[Excerpts of bounding box data]
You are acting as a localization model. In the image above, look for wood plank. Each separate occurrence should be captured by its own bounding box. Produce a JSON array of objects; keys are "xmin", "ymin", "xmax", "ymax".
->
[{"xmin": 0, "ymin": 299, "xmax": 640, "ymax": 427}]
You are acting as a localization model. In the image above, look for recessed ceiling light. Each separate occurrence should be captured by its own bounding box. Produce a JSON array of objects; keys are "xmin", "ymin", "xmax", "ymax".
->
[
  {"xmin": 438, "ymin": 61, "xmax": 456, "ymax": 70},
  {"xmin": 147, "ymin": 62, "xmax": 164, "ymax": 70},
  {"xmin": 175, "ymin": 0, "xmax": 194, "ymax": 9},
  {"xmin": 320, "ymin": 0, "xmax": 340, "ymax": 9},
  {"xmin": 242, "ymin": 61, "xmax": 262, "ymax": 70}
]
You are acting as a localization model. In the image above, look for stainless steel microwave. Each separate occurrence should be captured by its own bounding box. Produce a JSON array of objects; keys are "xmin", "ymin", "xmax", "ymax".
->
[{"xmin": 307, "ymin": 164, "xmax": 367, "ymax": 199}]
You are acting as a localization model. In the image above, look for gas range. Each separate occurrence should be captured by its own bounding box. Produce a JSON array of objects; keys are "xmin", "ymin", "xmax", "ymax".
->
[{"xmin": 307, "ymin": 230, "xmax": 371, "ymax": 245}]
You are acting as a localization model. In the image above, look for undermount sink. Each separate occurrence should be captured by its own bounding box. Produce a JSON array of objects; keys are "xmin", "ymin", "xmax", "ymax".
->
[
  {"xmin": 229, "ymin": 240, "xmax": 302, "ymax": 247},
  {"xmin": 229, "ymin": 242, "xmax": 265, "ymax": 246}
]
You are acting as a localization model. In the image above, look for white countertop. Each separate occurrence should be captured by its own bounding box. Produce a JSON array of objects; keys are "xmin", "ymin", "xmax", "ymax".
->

- Short task:
Scale the data starting at the line that contains "look for recessed" and ending at the end of the data, writing out every line again with the requests included. Multiply each box coordinate in the answers by 2.6, and round to the nearest whole number with halves going up.

- Right answer:
You are acting as a localization model. In the image above, look for recessed ceiling light. Each separate occurrence should be captured by its own bounding box. Produce a JSON array of objects; keys are "xmin", "ymin", "xmax", "ymax".
->
[
  {"xmin": 1139, "ymin": 159, "xmax": 1186, "ymax": 182},
  {"xmin": 382, "ymin": 161, "xmax": 426, "ymax": 182},
  {"xmin": 455, "ymin": 0, "xmax": 504, "ymax": 23},
  {"xmin": 832, "ymin": 0, "xmax": 884, "ymax": 23},
  {"xmin": 629, "ymin": 159, "xmax": 681, "ymax": 182}
]
You are acting as a localization model. In the image above, look for stainless steel microwave. Each separate occurrence should be captured by its own bounding box. Produce a JSON array of objects; keys are "xmin", "ymin", "xmax", "ymax".
->
[{"xmin": 798, "ymin": 426, "xmax": 954, "ymax": 517}]
You are acting as a localization model. In the image above, look for gas range. Each separate occurrence should be captured by its own bounding box. Produce a JSON array of objects; keys are "xmin", "ymin", "xmax", "ymax".
->
[{"xmin": 798, "ymin": 598, "xmax": 965, "ymax": 637}]
You are acting as a localization model. In the image above, look for undermount sink. Each separate occurrence should be captured by its own bounding box. Produce a JSON array of objects; keys are "xmin", "ymin", "xmax", "ymax".
->
[
  {"xmin": 595, "ymin": 624, "xmax": 785, "ymax": 642},
  {"xmin": 595, "ymin": 629, "xmax": 689, "ymax": 640}
]
You are acting as a localization model. In the image above, look for white countertop. Each separate occurrence should be captured by its own bounding box. Produce a JSON array of objects; keys are "xmin", "ymin", "xmax", "ymax".
->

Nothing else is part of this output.